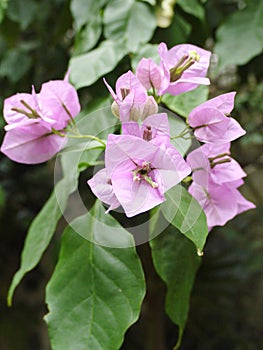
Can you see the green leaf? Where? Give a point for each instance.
(96, 63)
(23, 12)
(84, 11)
(184, 212)
(2, 198)
(176, 262)
(240, 37)
(96, 292)
(88, 36)
(193, 7)
(3, 7)
(184, 103)
(42, 230)
(15, 64)
(177, 128)
(147, 51)
(129, 20)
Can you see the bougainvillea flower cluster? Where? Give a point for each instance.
(141, 164)
(33, 119)
(216, 175)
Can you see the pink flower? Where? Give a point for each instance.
(149, 74)
(32, 118)
(183, 67)
(212, 162)
(101, 186)
(140, 172)
(154, 128)
(131, 101)
(220, 203)
(211, 123)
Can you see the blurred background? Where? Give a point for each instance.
(37, 40)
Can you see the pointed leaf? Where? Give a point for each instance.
(240, 37)
(96, 63)
(184, 103)
(96, 292)
(176, 262)
(184, 212)
(129, 20)
(193, 7)
(84, 11)
(41, 231)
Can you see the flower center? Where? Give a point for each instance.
(124, 93)
(147, 133)
(219, 159)
(183, 64)
(30, 112)
(142, 173)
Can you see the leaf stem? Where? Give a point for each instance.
(79, 136)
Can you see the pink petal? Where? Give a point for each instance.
(11, 116)
(31, 144)
(101, 186)
(219, 204)
(58, 101)
(149, 73)
(135, 196)
(224, 103)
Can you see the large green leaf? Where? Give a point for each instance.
(44, 224)
(184, 212)
(88, 36)
(88, 68)
(84, 11)
(23, 12)
(131, 21)
(240, 37)
(96, 292)
(3, 7)
(42, 230)
(176, 262)
(193, 7)
(184, 103)
(147, 51)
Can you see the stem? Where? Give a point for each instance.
(179, 340)
(79, 136)
(153, 316)
(185, 131)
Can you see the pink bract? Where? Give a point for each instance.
(178, 58)
(141, 172)
(211, 122)
(220, 203)
(31, 119)
(212, 162)
(131, 98)
(149, 74)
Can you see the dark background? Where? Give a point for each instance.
(36, 42)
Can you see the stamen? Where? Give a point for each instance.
(124, 93)
(183, 64)
(147, 134)
(222, 161)
(33, 111)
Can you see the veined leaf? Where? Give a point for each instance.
(84, 11)
(131, 21)
(96, 63)
(193, 7)
(240, 37)
(96, 292)
(184, 212)
(184, 103)
(42, 229)
(176, 262)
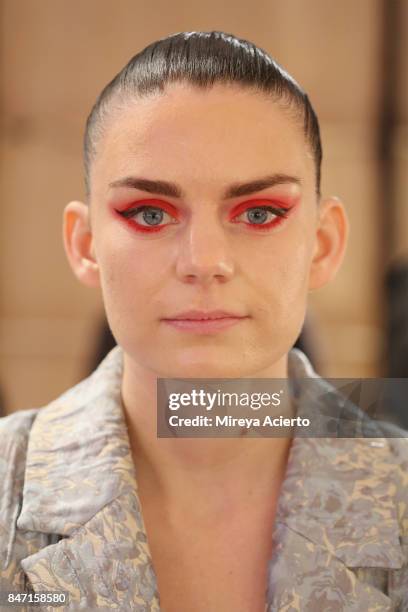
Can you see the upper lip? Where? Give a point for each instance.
(197, 315)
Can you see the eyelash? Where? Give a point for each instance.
(280, 212)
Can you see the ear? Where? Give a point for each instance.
(78, 243)
(330, 242)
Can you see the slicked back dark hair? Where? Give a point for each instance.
(202, 59)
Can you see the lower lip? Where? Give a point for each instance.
(204, 326)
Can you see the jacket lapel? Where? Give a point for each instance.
(336, 521)
(80, 484)
(336, 511)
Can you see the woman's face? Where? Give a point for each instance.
(203, 241)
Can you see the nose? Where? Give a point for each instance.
(204, 254)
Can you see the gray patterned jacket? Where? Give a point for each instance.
(70, 517)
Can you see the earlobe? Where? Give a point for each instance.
(78, 243)
(330, 243)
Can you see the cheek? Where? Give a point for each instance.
(130, 273)
(279, 268)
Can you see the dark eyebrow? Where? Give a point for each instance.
(233, 191)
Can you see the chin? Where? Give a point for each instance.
(216, 367)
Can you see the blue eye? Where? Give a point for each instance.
(147, 215)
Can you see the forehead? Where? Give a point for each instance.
(206, 137)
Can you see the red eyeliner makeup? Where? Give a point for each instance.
(128, 213)
(281, 207)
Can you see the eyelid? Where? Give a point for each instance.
(153, 203)
(278, 204)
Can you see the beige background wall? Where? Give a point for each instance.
(57, 55)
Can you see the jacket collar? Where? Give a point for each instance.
(336, 505)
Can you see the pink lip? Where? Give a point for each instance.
(204, 322)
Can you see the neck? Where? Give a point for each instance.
(173, 466)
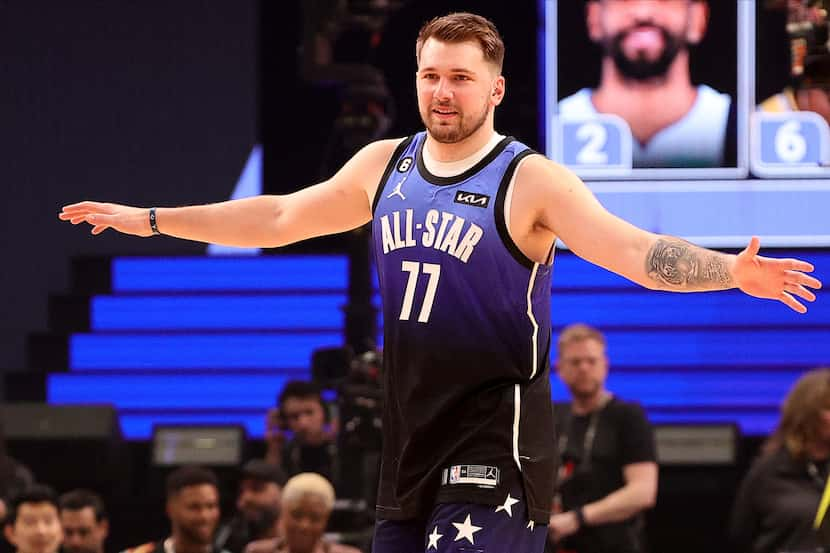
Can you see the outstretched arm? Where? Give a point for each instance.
(570, 211)
(339, 204)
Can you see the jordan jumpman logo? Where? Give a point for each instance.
(397, 190)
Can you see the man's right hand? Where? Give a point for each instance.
(126, 219)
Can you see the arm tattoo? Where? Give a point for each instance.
(678, 265)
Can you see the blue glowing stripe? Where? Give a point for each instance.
(197, 351)
(265, 273)
(255, 312)
(697, 389)
(701, 348)
(169, 391)
(665, 309)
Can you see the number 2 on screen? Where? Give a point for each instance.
(414, 269)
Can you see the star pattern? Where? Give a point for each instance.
(508, 505)
(466, 530)
(433, 539)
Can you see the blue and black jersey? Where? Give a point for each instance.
(466, 340)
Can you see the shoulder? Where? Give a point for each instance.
(380, 151)
(710, 98)
(626, 408)
(577, 105)
(770, 463)
(537, 170)
(262, 546)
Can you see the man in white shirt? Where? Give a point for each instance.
(645, 80)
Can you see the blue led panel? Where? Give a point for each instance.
(197, 351)
(266, 273)
(169, 391)
(218, 312)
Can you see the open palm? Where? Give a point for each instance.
(776, 279)
(126, 219)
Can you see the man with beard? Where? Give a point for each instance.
(645, 80)
(608, 468)
(258, 507)
(84, 521)
(464, 223)
(193, 509)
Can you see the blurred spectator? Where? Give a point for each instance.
(33, 524)
(608, 469)
(646, 80)
(778, 499)
(308, 500)
(85, 522)
(14, 476)
(303, 416)
(193, 510)
(258, 507)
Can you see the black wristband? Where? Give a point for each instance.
(153, 223)
(580, 517)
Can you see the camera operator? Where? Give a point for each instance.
(299, 433)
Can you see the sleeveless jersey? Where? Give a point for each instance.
(466, 318)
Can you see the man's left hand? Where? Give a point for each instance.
(775, 279)
(562, 525)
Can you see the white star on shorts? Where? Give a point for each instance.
(466, 530)
(508, 506)
(433, 539)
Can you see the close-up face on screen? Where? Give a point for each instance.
(639, 86)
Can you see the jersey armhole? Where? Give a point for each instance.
(393, 161)
(500, 210)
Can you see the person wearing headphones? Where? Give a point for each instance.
(299, 435)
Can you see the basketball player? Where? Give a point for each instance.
(464, 222)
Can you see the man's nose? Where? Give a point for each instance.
(443, 91)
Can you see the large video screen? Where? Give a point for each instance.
(706, 119)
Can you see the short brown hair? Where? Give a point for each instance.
(577, 333)
(464, 27)
(800, 421)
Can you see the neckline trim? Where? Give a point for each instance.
(446, 181)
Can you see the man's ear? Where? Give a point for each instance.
(497, 92)
(8, 531)
(592, 20)
(698, 21)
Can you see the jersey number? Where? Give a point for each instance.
(414, 269)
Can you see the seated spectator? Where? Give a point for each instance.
(32, 524)
(312, 445)
(84, 520)
(307, 502)
(258, 507)
(778, 499)
(14, 477)
(193, 510)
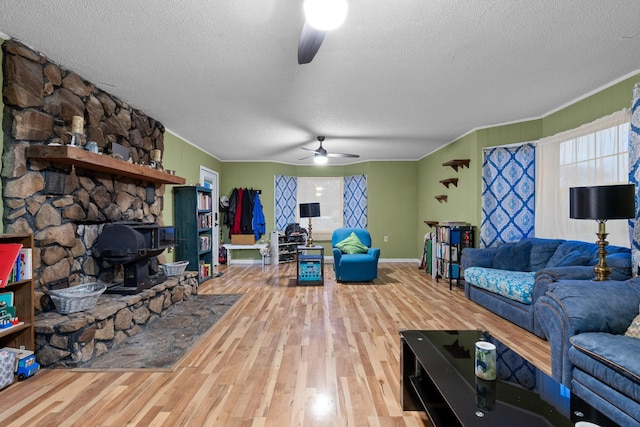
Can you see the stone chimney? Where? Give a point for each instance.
(40, 100)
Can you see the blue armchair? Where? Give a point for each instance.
(359, 267)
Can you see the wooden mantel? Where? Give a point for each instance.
(82, 158)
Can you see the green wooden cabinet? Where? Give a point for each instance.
(193, 219)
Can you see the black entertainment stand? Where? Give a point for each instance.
(437, 376)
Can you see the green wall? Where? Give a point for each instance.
(186, 160)
(400, 194)
(464, 202)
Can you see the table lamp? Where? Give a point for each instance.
(309, 210)
(602, 203)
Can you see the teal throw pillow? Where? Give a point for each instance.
(352, 245)
(512, 257)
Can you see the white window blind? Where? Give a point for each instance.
(328, 192)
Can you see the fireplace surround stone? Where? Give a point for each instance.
(40, 100)
(69, 340)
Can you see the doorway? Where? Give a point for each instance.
(209, 179)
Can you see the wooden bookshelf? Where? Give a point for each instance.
(23, 333)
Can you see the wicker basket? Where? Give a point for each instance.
(174, 268)
(77, 298)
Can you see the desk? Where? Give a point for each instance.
(310, 267)
(229, 247)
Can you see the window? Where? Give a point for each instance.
(328, 192)
(593, 154)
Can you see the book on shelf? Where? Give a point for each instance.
(8, 256)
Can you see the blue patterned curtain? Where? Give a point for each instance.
(634, 176)
(355, 201)
(508, 194)
(286, 190)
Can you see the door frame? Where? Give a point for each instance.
(211, 179)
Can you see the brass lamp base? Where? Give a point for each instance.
(309, 238)
(602, 270)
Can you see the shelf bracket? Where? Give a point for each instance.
(441, 198)
(457, 163)
(448, 181)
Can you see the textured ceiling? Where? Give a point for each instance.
(398, 80)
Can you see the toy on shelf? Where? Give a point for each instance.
(25, 362)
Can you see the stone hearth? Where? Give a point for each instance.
(69, 340)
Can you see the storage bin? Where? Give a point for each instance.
(77, 298)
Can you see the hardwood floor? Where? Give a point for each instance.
(282, 356)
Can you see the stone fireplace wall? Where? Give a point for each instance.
(40, 99)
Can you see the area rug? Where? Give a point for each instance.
(165, 341)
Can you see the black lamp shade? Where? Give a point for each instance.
(602, 202)
(309, 210)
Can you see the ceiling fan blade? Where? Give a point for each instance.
(342, 155)
(310, 41)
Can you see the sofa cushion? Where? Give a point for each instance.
(619, 262)
(612, 359)
(513, 257)
(587, 249)
(352, 245)
(572, 258)
(634, 328)
(515, 285)
(541, 251)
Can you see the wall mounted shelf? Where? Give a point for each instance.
(448, 181)
(457, 163)
(82, 158)
(441, 198)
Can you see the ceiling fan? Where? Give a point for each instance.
(320, 155)
(321, 16)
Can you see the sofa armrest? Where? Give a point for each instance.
(478, 257)
(571, 307)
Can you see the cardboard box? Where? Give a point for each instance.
(243, 239)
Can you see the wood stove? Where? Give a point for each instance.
(136, 247)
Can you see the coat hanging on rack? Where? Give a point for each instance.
(245, 215)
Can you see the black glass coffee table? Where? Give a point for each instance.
(437, 376)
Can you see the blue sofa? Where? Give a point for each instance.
(357, 267)
(510, 278)
(584, 322)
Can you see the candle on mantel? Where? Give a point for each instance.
(77, 124)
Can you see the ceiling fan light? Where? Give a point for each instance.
(320, 160)
(325, 15)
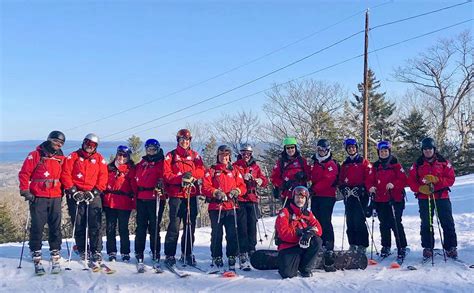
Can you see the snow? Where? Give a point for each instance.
(442, 277)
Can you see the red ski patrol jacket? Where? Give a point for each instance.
(254, 170)
(289, 221)
(284, 174)
(119, 194)
(85, 171)
(324, 177)
(440, 168)
(148, 175)
(177, 162)
(222, 177)
(382, 174)
(41, 172)
(355, 172)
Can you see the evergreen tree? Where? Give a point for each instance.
(412, 130)
(381, 124)
(135, 145)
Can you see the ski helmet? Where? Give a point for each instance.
(324, 144)
(246, 147)
(350, 141)
(56, 134)
(152, 143)
(428, 143)
(184, 133)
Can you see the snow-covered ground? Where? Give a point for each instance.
(442, 277)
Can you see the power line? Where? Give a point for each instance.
(306, 75)
(225, 72)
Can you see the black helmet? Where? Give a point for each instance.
(428, 143)
(56, 134)
(324, 143)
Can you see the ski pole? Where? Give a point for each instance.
(68, 268)
(24, 239)
(258, 226)
(274, 230)
(430, 217)
(439, 228)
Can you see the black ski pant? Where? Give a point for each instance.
(247, 226)
(45, 210)
(94, 216)
(387, 223)
(445, 214)
(226, 220)
(357, 233)
(112, 216)
(322, 208)
(294, 259)
(146, 222)
(178, 210)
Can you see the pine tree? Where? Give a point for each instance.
(412, 130)
(381, 123)
(135, 145)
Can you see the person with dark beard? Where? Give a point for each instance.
(39, 184)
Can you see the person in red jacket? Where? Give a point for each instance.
(182, 168)
(324, 181)
(298, 236)
(118, 202)
(290, 170)
(430, 178)
(387, 191)
(353, 181)
(248, 211)
(150, 198)
(223, 185)
(84, 177)
(39, 184)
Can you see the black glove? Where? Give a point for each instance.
(78, 196)
(88, 196)
(276, 192)
(28, 195)
(301, 176)
(69, 192)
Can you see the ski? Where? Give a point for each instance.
(39, 269)
(172, 268)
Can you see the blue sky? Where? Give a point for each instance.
(67, 63)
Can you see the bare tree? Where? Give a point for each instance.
(444, 74)
(238, 128)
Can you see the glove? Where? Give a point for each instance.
(248, 176)
(88, 196)
(28, 195)
(78, 196)
(301, 176)
(187, 179)
(219, 195)
(425, 189)
(234, 193)
(276, 192)
(71, 191)
(430, 179)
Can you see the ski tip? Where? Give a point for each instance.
(394, 265)
(372, 262)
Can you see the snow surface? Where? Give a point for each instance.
(442, 277)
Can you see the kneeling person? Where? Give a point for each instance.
(298, 236)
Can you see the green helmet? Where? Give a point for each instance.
(289, 141)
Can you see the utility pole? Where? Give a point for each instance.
(366, 90)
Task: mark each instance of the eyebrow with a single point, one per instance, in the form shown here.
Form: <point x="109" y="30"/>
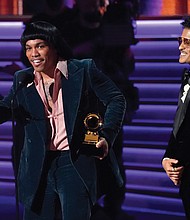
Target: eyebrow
<point x="36" y="44"/>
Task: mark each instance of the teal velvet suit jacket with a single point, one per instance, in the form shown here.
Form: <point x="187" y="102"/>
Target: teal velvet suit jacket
<point x="29" y="111"/>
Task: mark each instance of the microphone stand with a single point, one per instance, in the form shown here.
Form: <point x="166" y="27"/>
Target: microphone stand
<point x="15" y="159"/>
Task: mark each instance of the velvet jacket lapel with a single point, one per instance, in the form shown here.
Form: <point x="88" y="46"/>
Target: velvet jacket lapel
<point x="71" y="89"/>
<point x="181" y="111"/>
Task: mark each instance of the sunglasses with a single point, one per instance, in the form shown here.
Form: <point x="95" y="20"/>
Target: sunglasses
<point x="185" y="41"/>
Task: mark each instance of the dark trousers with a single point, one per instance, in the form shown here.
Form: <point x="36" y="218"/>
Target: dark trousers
<point x="63" y="183"/>
<point x="185" y="191"/>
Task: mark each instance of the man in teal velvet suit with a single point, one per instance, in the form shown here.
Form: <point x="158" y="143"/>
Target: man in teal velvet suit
<point x="51" y="100"/>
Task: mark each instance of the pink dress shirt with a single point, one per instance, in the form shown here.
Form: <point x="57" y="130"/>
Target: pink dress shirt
<point x="56" y="118"/>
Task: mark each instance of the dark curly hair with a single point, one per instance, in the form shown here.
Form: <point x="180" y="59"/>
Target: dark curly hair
<point x="49" y="33"/>
<point x="186" y="22"/>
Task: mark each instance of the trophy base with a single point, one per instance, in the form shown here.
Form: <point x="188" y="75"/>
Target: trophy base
<point x="91" y="150"/>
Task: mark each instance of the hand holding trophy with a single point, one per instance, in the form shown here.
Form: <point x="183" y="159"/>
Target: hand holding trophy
<point x="93" y="122"/>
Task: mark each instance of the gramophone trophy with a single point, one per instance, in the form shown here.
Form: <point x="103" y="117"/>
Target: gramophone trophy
<point x="93" y="122"/>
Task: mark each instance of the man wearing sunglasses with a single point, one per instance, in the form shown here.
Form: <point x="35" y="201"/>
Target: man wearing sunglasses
<point x="176" y="160"/>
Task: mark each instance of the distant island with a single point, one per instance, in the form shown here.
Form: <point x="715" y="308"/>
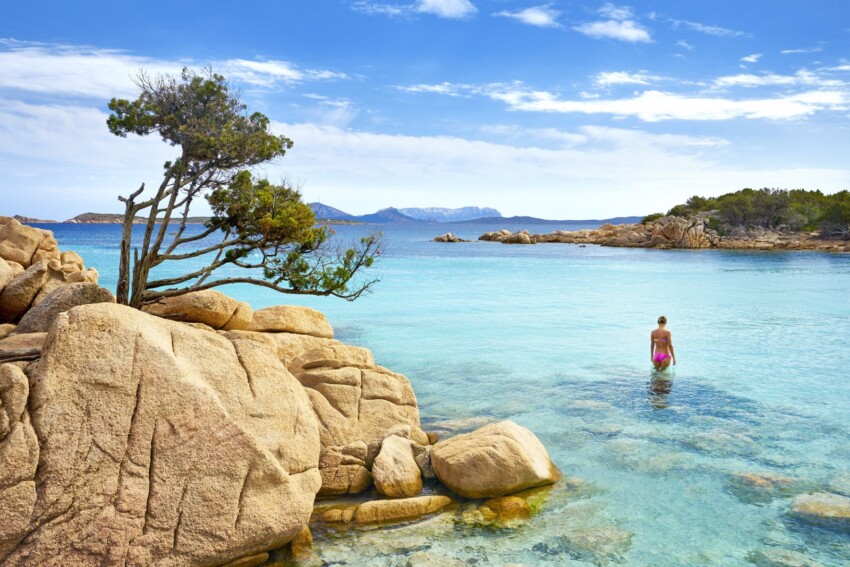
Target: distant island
<point x="390" y="215"/>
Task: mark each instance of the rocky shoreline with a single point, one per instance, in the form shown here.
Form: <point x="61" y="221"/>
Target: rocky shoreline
<point x="676" y="232"/>
<point x="202" y="432"/>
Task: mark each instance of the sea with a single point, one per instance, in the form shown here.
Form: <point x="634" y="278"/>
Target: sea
<point x="698" y="465"/>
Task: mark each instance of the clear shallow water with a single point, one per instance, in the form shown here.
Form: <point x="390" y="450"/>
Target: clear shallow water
<point x="555" y="337"/>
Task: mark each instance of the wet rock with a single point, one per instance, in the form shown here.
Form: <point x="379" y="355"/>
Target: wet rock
<point x="292" y="319"/>
<point x="601" y="544"/>
<point x="250" y="561"/>
<point x="395" y="471"/>
<point x="781" y="558"/>
<point x="378" y="511"/>
<point x="449" y="237"/>
<point x="6" y="329"/>
<point x="427" y="559"/>
<point x="823" y="508"/>
<point x="493" y="461"/>
<point x="344" y="479"/>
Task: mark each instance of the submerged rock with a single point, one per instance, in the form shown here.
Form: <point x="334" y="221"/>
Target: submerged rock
<point x="395" y="471"/>
<point x="493" y="461"/>
<point x="823" y="508"/>
<point x="377" y="511"/>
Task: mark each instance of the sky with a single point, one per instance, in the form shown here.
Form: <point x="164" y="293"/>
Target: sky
<point x="561" y="110"/>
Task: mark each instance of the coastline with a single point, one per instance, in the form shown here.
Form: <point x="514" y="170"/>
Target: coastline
<point x="677" y="233"/>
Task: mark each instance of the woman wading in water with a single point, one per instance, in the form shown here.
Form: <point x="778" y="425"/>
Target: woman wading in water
<point x="661" y="346"/>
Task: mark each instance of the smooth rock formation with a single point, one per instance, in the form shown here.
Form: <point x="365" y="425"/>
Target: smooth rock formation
<point x="19" y="293"/>
<point x="823" y="508"/>
<point x="157" y="444"/>
<point x="395" y="510"/>
<point x="209" y="307"/>
<point x="292" y="319"/>
<point x="354" y="399"/>
<point x="287" y="346"/>
<point x="19" y="242"/>
<point x="495" y="460"/>
<point x="39" y="318"/>
<point x="395" y="471"/>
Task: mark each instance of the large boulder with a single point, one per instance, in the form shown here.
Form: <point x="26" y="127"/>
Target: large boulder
<point x="395" y="470"/>
<point x="19" y="294"/>
<point x="287" y="346"/>
<point x="353" y="398"/>
<point x="39" y="318"/>
<point x="209" y="307"/>
<point x="292" y="319"/>
<point x="495" y="460"/>
<point x="19" y="242"/>
<point x="159" y="444"/>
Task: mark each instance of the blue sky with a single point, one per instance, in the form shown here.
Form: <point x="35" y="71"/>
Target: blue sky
<point x="563" y="109"/>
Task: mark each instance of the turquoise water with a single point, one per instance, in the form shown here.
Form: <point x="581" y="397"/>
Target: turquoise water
<point x="555" y="337"/>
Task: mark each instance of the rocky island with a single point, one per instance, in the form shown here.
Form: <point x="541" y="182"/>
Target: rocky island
<point x="201" y="432"/>
<point x="679" y="232"/>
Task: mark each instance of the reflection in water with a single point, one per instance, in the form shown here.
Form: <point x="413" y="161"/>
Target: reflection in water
<point x="659" y="387"/>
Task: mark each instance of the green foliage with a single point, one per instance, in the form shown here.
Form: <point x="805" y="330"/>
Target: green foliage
<point x="264" y="228"/>
<point x="797" y="209"/>
<point x="652" y="217"/>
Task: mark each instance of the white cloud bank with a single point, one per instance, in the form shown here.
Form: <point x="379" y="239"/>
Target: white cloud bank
<point x="104" y="73"/>
<point x="539" y="16"/>
<point x="620" y="26"/>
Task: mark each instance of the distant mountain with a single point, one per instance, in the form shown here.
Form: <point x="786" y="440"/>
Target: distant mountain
<point x="439" y="214"/>
<point x="324" y="212"/>
<point x="535" y="220"/>
<point x="390" y="214"/>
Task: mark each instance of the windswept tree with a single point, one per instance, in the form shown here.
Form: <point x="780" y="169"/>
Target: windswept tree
<point x="265" y="228"/>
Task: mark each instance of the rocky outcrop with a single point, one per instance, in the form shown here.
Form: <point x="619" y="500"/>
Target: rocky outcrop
<point x="32" y="267"/>
<point x="39" y="318"/>
<point x="449" y="237"/>
<point x="395" y="471"/>
<point x="386" y="511"/>
<point x="354" y="399"/>
<point x="154" y="443"/>
<point x="676" y="232"/>
<point x="209" y="307"/>
<point x="495" y="460"/>
<point x="292" y="319"/>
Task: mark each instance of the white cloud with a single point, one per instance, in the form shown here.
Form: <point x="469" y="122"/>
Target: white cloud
<point x="626" y="30"/>
<point x="710" y="30"/>
<point x="540" y="16"/>
<point x="638" y="172"/>
<point x="655" y="106"/>
<point x="810" y="50"/>
<point x="373" y="9"/>
<point x="449" y="89"/>
<point x="104" y="73"/>
<point x="613" y="12"/>
<point x="451" y="9"/>
<point x="625" y="78"/>
<point x="802" y="77"/>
========================================
### TASK TO CARRY OUT
Write out again, exactly, the lines from the one holding "Task: mark each instance of the distant mountain" through the end of the listing, with both ends included.

### FINISHED EXERCISE
Task: mark each instance of the distant mountain with a single point, one per instance, in the form shown here.
Form: <point x="786" y="440"/>
Target: distant mountain
<point x="439" y="214"/>
<point x="324" y="212"/>
<point x="535" y="220"/>
<point x="390" y="214"/>
Task: mark each instance of the windswept tree with a single point, one per instance, in the form shown here.
Form: <point x="780" y="169"/>
Target: windswept tree
<point x="265" y="228"/>
Task: mark each instance of the rocky outcrop with a single point, one per instance, in the form shown here.
Form: <point x="619" y="500"/>
Target: rocky outcrop
<point x="32" y="267"/>
<point x="39" y="318"/>
<point x="449" y="237"/>
<point x="395" y="471"/>
<point x="386" y="511"/>
<point x="354" y="399"/>
<point x="154" y="443"/>
<point x="676" y="232"/>
<point x="209" y="307"/>
<point x="495" y="460"/>
<point x="292" y="319"/>
Task: mark each instance of the white cloud with a single point, one per instance, in the form shown here.
Form: <point x="469" y="122"/>
Target: white cloud
<point x="626" y="30"/>
<point x="710" y="30"/>
<point x="540" y="16"/>
<point x="638" y="172"/>
<point x="655" y="106"/>
<point x="810" y="50"/>
<point x="373" y="9"/>
<point x="449" y="89"/>
<point x="104" y="73"/>
<point x="613" y="12"/>
<point x="451" y="9"/>
<point x="625" y="78"/>
<point x="802" y="77"/>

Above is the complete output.